SET PROBLEM 1: In the forum thread, what date does the quoted dictionary entry give for the word "family"?
SET PROBLEM 2: Reproduce the records starting at their first line and ending at the line that contains "[163,14,282,131]", including both of those lines, and leave out the pictures.

EXCERPT TO READ:
>> Begin
Kids used to be allowed to grow up slowly and mature to where they could handle parenthood before stupid libs destroyed their lives.

Libs cannot have high standards of conduct because that would mean people would be held personally accountable and judged on their actions no no libs would rather not face that consequence.

And the contraception argument will not prevent any of these problems only a return to good values will


----------



## omegax (Oct 25, 2006)

No, religion is not holding the GOP back. It's another area where they can run the us-versus-them scam they always run come election time.


----------



## R y a n (Apr 4, 2005)

Bobm said:


> > Bobm wrote:
> > TK33 name one right straights have gays don't
> >
> > the equal rights argument is nonsense
> ...


I read above where you said "The equal rights movement is nonsense"

I missed your stuff on civil unions. My apologies.

I will say however, that if you are against them marrying, aren't you implicitly saying that they can't form churches of their own choosing, whereby those churches who decide their own religous values get to decide whether those two people are worthy of joining together in a marriage? What religous entity exists that gets to make decisions for all the other churches, and defines their rules? I guess I didn't know that there was an Alpha church that everyone else genuflected to?

Because I know that there are churches that have formed specifically to welcome all people of all creeds, and have not discriminated based on their family, gender or sexual orientation.

I thought we had laws in this country that allowed churces under Freedom of Religion if I am not mistaken?

So basically what I am inferring is that some faction of religion is dictating who is worthy of marriage, and that they are all powerful across others. It would seem to me that we have heard this message before in other religions in far off Middle East countries?

It would seem to me that this all powerful cabal of religious institutions realizes the same thing, so they instead have to wield undue influence in Statehouses across this country to ensure that laws are put in place to keep down certain portions of our population. These lawmakers then do the "dirty work" of the Churches in legislatures.

It would seem to me that this is just a way of denying First Amendment rights to a certain class of citizens...

But that is just me.



Bobm said:


> a man and a woman children .....are a family
> 
> two gays is a relationship not a family there is clearly a difference.


Hmmm you don't say?

I looked up the definition of family.
http://www.thefreedictionary.com/family

Main Entry: *1fam·i·ly* 
Pronunciation: \ˈ*fam*-*lē*, ˈfa-mə-\ 
Function: noun

Etymology: Middle English familie, from Latin familia household (including servants as well as kin of the householder), from famulus servant 
Date: 15th century 
*1.* 
*a.* A fundamental social group in society typically consisting of one or two parents and their children.
>> End
Entries for labeling bounding boxes:
>> Begin
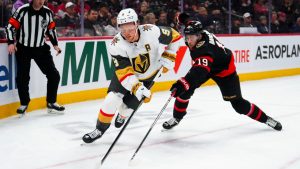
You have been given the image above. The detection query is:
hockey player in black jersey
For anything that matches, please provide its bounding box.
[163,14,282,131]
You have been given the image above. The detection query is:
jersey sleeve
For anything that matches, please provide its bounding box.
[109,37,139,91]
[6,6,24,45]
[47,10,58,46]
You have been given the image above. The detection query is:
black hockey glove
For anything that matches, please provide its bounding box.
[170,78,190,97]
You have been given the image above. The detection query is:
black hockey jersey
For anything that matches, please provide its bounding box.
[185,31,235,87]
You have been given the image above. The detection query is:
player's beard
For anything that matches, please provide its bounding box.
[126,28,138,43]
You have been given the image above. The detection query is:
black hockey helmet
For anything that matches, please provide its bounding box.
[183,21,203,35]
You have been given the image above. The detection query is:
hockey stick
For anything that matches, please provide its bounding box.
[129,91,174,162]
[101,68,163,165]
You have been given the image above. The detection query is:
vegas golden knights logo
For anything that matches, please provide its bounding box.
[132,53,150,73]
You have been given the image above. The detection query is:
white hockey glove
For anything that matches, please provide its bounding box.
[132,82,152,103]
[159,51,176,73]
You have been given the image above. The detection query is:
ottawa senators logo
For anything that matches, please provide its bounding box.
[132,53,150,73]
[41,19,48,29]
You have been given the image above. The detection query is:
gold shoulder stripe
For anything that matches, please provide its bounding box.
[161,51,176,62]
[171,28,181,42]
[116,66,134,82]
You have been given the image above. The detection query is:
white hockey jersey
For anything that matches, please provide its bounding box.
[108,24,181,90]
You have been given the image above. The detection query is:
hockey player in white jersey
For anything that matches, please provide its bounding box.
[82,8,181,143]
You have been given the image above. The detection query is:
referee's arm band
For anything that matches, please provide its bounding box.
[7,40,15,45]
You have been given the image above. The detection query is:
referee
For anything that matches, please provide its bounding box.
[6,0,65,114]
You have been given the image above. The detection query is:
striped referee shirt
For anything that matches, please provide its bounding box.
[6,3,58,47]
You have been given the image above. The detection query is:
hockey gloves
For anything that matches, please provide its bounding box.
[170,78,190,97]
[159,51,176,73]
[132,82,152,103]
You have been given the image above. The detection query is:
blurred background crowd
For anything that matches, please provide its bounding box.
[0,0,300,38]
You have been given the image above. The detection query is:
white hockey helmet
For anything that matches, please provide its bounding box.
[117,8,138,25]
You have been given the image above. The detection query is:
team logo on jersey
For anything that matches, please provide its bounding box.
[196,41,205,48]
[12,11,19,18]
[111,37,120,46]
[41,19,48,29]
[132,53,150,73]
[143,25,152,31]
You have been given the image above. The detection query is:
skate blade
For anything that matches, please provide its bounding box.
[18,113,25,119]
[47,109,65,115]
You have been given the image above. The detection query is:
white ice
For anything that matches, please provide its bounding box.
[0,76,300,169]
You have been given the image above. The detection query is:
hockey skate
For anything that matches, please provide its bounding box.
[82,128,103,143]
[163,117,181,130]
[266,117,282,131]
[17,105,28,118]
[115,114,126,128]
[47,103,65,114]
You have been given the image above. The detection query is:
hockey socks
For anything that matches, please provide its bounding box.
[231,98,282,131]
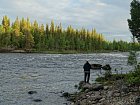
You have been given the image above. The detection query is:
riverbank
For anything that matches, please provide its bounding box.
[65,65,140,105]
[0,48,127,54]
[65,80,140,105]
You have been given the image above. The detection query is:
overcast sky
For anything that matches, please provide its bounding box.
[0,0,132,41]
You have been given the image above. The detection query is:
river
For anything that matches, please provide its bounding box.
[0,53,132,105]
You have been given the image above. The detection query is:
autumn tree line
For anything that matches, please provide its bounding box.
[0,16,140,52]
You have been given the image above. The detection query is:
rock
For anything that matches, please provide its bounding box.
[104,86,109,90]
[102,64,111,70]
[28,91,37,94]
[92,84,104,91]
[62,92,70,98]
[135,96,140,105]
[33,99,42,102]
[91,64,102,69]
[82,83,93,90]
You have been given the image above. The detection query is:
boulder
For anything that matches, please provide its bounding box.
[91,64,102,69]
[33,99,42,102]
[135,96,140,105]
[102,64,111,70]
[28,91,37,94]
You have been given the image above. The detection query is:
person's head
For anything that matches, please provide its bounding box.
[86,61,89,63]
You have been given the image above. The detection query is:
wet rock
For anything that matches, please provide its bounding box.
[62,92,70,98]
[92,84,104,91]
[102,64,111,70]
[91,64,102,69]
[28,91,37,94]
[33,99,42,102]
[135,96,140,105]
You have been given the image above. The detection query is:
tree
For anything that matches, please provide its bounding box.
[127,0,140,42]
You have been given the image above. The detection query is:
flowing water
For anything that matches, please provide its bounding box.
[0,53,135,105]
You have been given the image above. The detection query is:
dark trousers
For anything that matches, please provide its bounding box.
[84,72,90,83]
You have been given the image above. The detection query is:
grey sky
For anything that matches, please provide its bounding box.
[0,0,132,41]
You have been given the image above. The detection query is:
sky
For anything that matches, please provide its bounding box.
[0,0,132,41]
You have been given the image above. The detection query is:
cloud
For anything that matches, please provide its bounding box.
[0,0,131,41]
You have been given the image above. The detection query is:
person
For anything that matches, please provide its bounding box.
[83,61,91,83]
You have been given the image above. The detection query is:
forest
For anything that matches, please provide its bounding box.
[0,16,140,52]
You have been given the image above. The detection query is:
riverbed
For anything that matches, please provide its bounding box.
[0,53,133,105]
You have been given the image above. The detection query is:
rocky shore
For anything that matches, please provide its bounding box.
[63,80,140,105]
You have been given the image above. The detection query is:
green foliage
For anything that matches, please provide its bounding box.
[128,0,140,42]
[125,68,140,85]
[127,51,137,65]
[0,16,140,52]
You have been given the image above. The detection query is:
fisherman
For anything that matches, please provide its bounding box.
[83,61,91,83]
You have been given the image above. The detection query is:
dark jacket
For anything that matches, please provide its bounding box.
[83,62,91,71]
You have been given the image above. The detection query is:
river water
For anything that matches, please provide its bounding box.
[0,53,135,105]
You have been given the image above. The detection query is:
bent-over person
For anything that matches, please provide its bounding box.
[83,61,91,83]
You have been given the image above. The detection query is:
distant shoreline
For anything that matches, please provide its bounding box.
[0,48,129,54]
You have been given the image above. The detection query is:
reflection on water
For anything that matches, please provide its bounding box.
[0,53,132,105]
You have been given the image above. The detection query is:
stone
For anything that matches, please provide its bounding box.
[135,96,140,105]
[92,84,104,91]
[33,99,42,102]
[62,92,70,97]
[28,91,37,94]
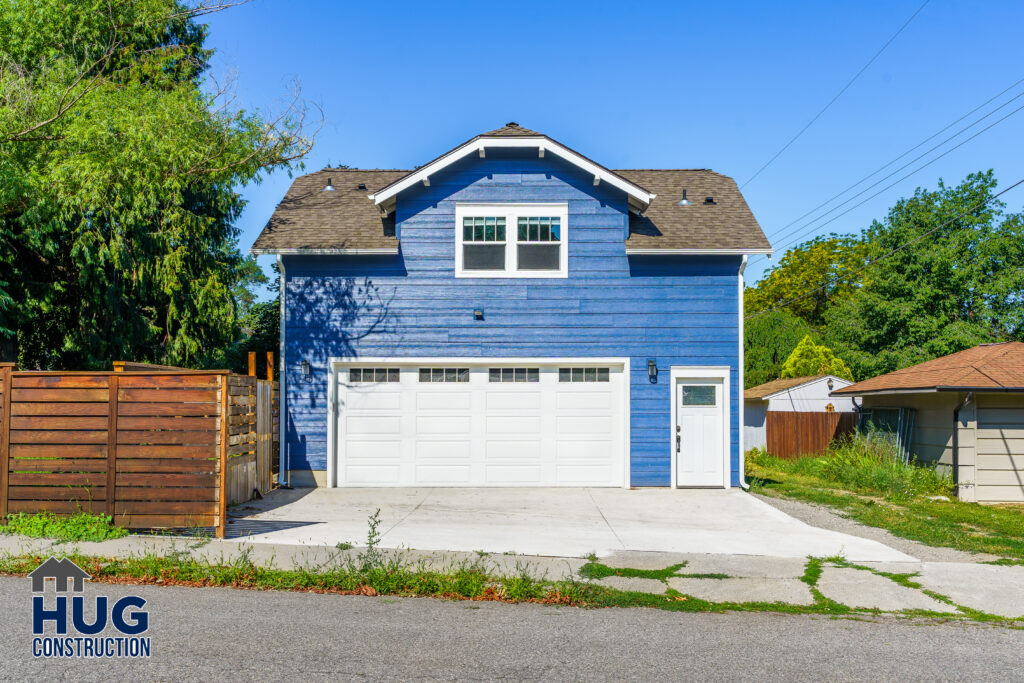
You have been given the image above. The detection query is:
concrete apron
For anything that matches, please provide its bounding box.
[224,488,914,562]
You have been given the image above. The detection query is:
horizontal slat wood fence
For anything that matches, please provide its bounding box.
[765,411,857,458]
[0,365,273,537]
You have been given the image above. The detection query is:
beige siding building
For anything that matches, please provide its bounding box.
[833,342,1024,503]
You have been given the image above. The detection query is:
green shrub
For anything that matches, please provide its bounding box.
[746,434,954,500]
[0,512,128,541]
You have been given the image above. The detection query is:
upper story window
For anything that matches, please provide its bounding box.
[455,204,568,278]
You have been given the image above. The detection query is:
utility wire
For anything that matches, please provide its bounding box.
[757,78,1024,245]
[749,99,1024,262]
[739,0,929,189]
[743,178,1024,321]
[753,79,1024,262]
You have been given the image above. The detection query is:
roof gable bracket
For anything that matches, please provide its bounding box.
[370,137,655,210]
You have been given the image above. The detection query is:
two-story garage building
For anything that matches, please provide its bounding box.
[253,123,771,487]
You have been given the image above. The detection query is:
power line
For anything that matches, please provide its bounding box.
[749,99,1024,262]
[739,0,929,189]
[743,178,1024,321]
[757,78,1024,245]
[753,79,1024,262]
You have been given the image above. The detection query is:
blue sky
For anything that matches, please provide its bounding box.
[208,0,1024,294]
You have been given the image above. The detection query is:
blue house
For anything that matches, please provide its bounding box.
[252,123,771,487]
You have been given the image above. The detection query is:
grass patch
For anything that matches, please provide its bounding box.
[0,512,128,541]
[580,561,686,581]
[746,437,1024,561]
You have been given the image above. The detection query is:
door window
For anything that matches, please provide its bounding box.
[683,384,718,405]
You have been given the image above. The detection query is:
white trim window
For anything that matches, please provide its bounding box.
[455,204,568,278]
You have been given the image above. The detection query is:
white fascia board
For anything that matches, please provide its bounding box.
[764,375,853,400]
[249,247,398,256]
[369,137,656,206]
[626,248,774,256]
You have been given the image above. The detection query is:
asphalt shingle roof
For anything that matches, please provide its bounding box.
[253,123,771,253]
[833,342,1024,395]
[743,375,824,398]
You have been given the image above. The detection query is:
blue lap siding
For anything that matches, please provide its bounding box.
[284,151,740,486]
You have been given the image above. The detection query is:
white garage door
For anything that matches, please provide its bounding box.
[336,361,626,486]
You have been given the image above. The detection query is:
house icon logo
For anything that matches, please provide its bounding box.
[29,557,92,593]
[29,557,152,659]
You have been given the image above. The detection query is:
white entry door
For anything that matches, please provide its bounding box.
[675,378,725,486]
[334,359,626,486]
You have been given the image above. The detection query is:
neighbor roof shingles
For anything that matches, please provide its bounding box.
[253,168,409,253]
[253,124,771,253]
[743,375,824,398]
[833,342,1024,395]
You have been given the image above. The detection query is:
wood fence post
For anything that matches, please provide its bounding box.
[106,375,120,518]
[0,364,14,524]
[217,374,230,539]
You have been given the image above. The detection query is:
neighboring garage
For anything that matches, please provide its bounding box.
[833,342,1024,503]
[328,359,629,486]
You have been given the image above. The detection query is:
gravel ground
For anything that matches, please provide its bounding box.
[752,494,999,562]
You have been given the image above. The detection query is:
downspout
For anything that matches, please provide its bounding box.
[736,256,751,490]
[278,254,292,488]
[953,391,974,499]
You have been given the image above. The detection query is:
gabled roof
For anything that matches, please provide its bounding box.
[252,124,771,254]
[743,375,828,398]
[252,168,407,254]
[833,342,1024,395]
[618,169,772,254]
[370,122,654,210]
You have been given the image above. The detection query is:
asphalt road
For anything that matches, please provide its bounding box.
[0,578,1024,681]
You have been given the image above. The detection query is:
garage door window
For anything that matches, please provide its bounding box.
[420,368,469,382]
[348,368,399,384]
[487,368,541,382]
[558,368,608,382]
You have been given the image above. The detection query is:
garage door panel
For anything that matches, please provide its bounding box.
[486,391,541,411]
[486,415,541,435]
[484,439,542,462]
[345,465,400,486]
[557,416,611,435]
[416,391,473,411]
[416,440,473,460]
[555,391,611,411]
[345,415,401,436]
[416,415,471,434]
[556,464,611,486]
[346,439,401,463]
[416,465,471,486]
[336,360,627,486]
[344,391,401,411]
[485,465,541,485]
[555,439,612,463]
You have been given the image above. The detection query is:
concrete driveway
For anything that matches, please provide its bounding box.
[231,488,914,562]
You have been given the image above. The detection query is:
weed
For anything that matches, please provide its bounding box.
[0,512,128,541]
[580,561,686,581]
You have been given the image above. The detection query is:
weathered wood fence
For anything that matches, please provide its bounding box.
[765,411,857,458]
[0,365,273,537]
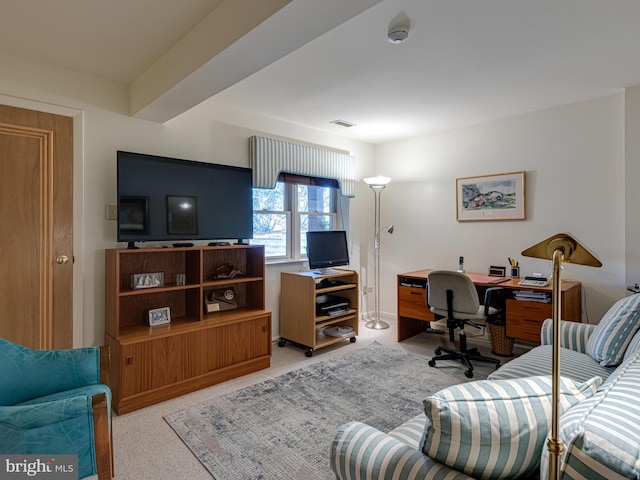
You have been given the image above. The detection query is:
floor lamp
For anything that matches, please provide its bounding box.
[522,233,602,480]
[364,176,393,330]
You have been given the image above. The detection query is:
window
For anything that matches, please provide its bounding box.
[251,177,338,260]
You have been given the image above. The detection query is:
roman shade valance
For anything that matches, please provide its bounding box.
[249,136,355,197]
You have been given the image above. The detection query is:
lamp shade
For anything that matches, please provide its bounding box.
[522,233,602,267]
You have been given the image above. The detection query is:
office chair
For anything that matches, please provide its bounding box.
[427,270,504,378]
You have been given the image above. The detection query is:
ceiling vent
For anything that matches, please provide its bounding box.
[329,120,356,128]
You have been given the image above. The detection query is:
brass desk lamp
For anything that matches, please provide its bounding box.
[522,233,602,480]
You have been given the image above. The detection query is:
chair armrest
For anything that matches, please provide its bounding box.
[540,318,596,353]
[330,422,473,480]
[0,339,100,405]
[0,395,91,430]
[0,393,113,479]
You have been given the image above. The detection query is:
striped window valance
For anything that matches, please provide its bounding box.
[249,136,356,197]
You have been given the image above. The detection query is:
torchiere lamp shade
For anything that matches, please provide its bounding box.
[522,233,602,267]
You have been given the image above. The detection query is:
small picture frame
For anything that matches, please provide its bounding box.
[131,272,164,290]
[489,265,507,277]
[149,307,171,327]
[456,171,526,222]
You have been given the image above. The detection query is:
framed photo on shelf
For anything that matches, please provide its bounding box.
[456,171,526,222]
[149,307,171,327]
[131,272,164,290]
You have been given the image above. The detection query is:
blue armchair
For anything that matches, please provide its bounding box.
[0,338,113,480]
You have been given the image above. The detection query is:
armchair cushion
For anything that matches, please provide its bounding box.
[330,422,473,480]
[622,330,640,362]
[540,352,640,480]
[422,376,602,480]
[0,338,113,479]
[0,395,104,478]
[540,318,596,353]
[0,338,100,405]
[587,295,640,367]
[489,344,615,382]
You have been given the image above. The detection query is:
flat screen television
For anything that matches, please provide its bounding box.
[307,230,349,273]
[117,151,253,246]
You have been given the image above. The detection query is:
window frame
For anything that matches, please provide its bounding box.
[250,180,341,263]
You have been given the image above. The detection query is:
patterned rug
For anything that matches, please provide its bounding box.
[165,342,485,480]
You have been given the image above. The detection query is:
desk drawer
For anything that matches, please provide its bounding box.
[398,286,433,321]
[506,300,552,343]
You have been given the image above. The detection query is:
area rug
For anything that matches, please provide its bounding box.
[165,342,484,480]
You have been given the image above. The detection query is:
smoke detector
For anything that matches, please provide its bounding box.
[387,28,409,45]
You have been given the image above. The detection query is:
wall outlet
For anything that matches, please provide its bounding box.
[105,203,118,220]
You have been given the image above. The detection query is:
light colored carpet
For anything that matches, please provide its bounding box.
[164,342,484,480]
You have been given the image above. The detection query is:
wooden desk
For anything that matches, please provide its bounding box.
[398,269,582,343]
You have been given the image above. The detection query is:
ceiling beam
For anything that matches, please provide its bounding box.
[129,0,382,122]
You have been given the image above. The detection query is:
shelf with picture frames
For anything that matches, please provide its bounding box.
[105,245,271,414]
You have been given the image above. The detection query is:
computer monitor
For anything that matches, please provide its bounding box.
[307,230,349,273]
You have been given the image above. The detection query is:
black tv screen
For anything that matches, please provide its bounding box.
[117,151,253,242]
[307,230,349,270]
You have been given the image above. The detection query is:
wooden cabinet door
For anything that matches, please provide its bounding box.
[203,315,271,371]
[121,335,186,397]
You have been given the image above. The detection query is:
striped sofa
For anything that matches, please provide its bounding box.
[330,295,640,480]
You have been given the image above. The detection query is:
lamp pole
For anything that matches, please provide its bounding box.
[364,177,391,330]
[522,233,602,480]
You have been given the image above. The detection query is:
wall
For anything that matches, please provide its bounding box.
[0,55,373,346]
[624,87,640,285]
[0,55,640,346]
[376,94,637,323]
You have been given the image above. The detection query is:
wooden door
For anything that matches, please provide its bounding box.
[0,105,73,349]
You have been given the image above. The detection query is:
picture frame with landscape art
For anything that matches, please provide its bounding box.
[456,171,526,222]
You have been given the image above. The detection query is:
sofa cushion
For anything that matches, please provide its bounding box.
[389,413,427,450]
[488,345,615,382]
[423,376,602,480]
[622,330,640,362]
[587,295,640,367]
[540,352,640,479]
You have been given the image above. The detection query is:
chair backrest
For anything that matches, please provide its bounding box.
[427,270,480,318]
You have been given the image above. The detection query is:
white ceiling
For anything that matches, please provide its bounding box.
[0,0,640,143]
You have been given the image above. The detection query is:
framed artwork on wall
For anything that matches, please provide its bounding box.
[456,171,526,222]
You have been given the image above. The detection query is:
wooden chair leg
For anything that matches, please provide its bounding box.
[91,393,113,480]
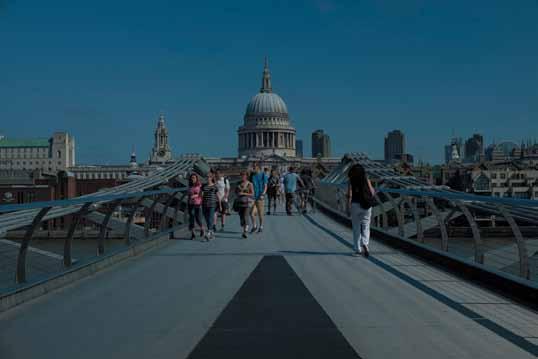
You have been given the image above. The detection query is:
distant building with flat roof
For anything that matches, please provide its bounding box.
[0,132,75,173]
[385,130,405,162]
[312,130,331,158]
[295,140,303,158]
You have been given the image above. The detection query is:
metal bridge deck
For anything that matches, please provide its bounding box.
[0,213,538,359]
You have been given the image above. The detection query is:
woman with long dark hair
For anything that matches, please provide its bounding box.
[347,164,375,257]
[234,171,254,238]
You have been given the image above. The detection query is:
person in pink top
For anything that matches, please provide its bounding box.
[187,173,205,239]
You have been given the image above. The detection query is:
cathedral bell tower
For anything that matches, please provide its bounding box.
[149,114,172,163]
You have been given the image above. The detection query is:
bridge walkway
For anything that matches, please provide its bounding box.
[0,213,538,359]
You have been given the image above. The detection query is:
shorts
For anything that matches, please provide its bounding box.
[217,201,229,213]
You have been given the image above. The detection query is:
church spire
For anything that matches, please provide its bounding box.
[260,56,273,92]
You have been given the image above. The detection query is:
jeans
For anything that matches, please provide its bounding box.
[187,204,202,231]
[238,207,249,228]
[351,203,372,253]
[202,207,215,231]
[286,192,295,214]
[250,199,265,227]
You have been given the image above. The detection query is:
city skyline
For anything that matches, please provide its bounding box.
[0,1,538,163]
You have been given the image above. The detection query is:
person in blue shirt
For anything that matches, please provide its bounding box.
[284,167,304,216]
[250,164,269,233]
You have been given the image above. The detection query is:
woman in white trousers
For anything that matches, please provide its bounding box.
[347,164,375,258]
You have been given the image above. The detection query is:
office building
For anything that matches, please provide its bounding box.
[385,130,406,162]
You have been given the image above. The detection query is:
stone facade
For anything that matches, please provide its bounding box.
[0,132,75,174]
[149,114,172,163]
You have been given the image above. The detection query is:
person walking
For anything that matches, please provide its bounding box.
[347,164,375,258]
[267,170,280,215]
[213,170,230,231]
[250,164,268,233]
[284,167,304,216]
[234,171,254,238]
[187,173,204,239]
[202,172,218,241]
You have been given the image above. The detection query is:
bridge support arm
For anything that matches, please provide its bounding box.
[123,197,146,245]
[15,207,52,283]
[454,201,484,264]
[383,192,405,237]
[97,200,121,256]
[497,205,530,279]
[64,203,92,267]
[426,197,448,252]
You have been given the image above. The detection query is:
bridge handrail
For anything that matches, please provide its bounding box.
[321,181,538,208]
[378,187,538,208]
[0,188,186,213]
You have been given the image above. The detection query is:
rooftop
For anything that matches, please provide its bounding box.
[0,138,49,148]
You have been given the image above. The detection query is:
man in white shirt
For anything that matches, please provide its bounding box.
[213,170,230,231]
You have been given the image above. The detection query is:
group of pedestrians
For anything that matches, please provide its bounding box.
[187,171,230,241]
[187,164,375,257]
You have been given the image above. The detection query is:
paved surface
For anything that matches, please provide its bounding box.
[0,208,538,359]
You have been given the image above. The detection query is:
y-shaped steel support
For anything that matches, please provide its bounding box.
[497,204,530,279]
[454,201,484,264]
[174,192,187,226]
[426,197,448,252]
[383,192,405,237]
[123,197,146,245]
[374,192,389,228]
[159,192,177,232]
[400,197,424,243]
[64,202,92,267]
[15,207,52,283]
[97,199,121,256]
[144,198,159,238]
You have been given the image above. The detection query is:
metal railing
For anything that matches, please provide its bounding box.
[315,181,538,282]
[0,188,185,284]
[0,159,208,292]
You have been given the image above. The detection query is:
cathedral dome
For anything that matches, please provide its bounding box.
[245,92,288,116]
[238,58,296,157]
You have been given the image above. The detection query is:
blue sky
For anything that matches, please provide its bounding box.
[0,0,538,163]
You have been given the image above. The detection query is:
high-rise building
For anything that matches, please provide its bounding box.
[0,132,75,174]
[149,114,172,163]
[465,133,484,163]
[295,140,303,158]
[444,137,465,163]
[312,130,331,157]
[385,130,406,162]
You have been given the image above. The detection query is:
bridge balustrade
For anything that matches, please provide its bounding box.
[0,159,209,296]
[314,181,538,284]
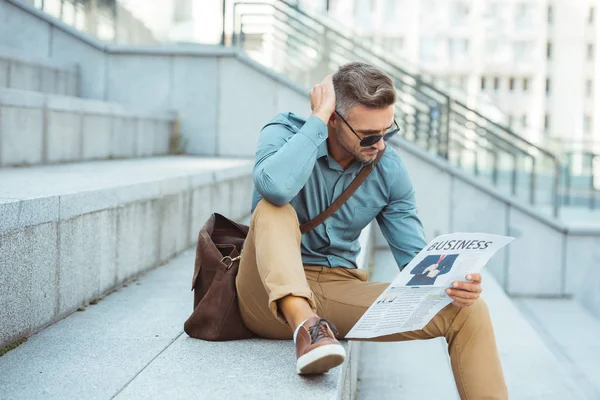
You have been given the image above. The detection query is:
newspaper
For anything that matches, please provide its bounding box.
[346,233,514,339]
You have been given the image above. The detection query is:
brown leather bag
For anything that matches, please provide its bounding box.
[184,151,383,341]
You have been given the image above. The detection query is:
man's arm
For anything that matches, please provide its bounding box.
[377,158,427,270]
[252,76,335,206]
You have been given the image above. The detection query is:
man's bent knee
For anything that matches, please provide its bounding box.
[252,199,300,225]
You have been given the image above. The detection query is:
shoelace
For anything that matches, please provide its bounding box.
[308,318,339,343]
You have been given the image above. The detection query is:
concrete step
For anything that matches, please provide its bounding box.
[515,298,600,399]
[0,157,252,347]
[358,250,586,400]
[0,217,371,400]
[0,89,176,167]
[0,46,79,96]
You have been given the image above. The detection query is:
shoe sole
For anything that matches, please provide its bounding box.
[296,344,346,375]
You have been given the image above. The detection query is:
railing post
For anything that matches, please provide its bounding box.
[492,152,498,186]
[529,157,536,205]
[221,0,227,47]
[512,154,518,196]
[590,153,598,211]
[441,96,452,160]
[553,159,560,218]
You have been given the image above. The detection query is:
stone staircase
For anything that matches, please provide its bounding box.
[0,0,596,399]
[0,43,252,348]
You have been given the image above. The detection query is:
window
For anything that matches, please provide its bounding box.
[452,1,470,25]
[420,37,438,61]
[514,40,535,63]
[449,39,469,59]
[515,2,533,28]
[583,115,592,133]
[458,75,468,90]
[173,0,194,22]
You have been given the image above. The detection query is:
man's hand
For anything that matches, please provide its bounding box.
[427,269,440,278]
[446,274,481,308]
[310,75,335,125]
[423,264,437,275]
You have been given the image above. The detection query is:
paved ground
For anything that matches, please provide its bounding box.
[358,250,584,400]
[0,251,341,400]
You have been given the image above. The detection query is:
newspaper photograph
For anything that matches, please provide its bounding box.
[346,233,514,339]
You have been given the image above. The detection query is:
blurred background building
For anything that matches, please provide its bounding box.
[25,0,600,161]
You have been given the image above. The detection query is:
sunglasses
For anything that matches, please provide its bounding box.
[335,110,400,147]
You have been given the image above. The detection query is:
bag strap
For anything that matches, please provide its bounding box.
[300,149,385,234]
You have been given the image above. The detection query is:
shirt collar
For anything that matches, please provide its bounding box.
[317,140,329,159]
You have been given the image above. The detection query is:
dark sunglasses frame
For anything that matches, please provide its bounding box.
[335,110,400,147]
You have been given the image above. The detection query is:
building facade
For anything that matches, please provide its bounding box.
>> End
EXERCISE RESPONSE 1: 15th century

EXERCISE RESPONSE 2:
You have been given the image above. The detection query is:
hockey player in black jersey
For anything that matches, please provide its bounding box.
[163,14,282,131]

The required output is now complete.